Written instruction A:
For each statement about the article below on Dee Williams' tiny house, answer yes or no according to whether it agrees with the article, and quote the words that decide it: (i) The house measures 84 square feet because that is the size of the trailer under it. (ii) The house has a refrigerator. (iii) The house has an 11-foot ceiling.
Written instruction B:
Repeat word for word the part of the article below on Dee Williams' tiny house that opens with the words containing "House that Dee built is" and closes with "84 square feet.".

Extracted text:
⟨

House that Dee built is home sweet, tiny home
Downsizing to an 84 sq ft home she built herself was part of a radical lifestyle change for sustainability advocate Dee Williams

It's not quite the little house on the prairie: in fact, it stands in a friend's garden. But it is the house that Dee built ... every square inch of its 84 square feet.
Having heard Dee Williams' downsizing story, Hong Kong householders who believe their living quarters cramp their style - and their ability to store box after redundant box of neglected consumer baubles - might just abandon their expansionist dreams and agree that small really is beautiful.
But first, the house: a mobile, timber, A-frame dwelling parked in Olympia, Washington, in the United States, when not on show at an occasional Earth Day event. "It's 84 square feet because that's the size of the trailer it sits on," says sustainability advocate Williams from her dining table-sized "great room". "I have a kitchenette with a one-burner stove and a sleeping loft. I have an icebox instead of a fridge and a dry bathroom with a compost toilet, and I shower at work or in my neighbour's house," she adds. "There's an 11-foot ceiling, so it's not claustrophobic. To create a sense of space it's all in earth tones, with no super-bright colours. But it's less about square footage and more about what you're trying to bring into play. And I guess I just have excellent taste!"

⟩

Dataset records on the locations of objects
⟨

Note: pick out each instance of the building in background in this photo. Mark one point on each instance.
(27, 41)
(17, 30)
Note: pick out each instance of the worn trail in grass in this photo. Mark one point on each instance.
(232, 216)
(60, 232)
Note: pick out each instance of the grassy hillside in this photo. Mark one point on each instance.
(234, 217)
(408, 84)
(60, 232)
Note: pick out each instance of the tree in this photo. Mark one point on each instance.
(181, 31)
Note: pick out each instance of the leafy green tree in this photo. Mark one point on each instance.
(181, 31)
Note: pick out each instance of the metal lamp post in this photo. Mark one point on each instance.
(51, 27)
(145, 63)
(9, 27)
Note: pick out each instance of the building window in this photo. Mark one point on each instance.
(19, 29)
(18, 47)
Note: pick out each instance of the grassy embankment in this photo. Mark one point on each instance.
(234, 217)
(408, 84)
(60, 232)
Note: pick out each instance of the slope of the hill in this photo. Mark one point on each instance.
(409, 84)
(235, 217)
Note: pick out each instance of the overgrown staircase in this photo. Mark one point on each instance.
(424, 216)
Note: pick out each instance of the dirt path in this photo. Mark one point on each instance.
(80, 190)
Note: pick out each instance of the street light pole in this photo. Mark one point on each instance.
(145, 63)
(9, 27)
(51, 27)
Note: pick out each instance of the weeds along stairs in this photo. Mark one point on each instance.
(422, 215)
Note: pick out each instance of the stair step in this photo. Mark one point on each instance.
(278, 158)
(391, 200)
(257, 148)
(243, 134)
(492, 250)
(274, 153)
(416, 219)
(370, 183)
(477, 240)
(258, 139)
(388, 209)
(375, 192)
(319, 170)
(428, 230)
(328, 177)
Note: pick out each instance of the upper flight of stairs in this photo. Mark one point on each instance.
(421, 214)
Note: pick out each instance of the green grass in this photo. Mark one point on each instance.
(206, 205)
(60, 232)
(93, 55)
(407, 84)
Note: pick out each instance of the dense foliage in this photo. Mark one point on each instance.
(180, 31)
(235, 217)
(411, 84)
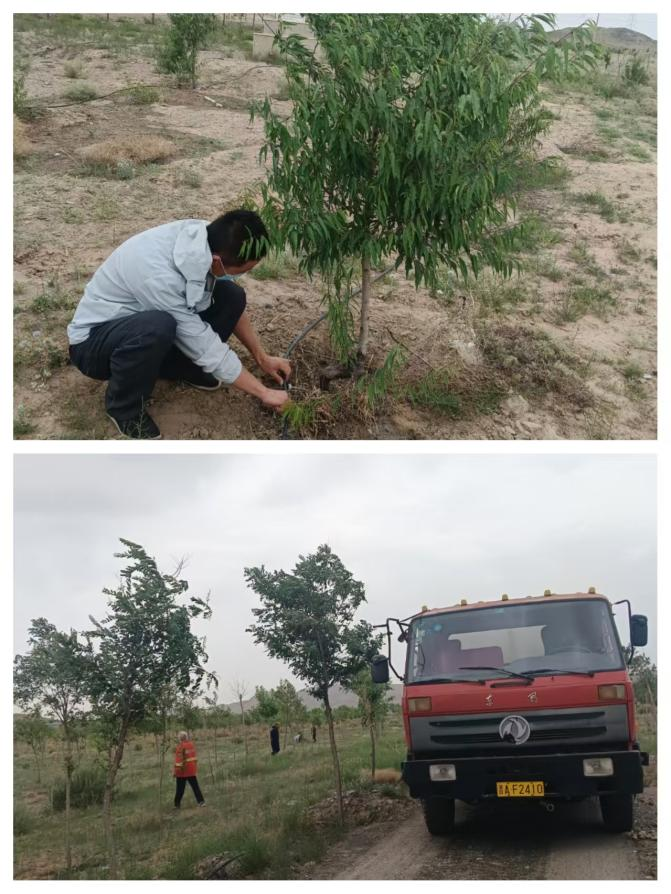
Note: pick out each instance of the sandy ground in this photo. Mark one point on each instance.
(579, 392)
(491, 842)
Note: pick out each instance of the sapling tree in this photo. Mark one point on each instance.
(33, 729)
(239, 689)
(188, 33)
(373, 706)
(291, 708)
(267, 708)
(142, 646)
(215, 717)
(400, 143)
(51, 675)
(307, 620)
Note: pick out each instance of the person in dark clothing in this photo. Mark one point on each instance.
(275, 738)
(186, 768)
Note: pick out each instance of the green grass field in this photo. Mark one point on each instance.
(255, 806)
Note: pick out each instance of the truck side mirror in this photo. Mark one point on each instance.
(379, 668)
(639, 630)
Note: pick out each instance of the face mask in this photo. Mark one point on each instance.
(228, 276)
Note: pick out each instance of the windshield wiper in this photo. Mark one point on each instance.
(444, 680)
(502, 670)
(555, 670)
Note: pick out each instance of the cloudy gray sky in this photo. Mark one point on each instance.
(646, 23)
(416, 529)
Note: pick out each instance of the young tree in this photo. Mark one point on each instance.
(34, 730)
(307, 620)
(400, 144)
(187, 34)
(239, 689)
(267, 707)
(373, 705)
(644, 677)
(291, 708)
(143, 645)
(215, 717)
(52, 675)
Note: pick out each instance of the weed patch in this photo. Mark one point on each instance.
(81, 93)
(546, 173)
(534, 364)
(585, 299)
(139, 150)
(598, 202)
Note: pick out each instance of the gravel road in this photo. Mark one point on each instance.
(520, 841)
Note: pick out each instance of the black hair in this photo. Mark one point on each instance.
(238, 236)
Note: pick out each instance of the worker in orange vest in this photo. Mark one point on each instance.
(186, 768)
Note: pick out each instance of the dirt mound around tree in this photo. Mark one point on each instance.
(361, 807)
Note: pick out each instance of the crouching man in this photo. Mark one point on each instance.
(163, 305)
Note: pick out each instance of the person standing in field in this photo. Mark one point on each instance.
(275, 738)
(186, 769)
(163, 305)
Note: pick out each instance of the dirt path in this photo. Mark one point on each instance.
(489, 842)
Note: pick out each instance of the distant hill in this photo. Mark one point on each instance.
(337, 696)
(617, 38)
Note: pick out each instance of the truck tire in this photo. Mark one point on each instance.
(439, 815)
(617, 812)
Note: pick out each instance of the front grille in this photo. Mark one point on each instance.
(536, 736)
(535, 717)
(564, 728)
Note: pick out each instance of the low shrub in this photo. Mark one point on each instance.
(87, 788)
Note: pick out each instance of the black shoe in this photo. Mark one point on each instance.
(202, 381)
(141, 428)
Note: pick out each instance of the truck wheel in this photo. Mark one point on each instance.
(617, 812)
(439, 815)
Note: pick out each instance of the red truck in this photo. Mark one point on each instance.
(519, 698)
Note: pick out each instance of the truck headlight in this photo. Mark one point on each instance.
(419, 704)
(442, 772)
(612, 690)
(598, 766)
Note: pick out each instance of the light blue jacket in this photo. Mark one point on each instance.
(165, 268)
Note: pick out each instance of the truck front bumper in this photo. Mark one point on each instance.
(562, 774)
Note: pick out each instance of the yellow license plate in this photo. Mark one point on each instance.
(520, 789)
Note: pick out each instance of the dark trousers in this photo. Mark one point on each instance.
(181, 785)
(135, 351)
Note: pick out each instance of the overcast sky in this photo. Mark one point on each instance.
(415, 529)
(646, 23)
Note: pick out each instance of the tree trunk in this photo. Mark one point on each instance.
(113, 769)
(244, 728)
(336, 762)
(372, 749)
(68, 787)
(362, 349)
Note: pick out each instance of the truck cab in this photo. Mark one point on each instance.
(526, 698)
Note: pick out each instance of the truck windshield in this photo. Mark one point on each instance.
(576, 635)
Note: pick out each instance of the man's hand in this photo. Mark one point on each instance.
(274, 399)
(279, 368)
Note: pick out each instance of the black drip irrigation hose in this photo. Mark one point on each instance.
(284, 436)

⟩

Answer A:
(i) Yes: "It's 84 square feet because that's the size of the trailer it sits on"
(ii) No: "I have an icebox instead of a fridge"
(iii) Yes: "There's an 11-foot ceiling"

Answer B:
House that Dee built is home sweet, tiny home
Downsizing to an 84 sq ft home she built herself was part of a radical lifestyle change for sustainability advocate Dee Williams

It's not quite the little house on the prairie: in fact, it stands in a friend's garden. But it is the house that Dee built ... every square inch of its 84 square feet.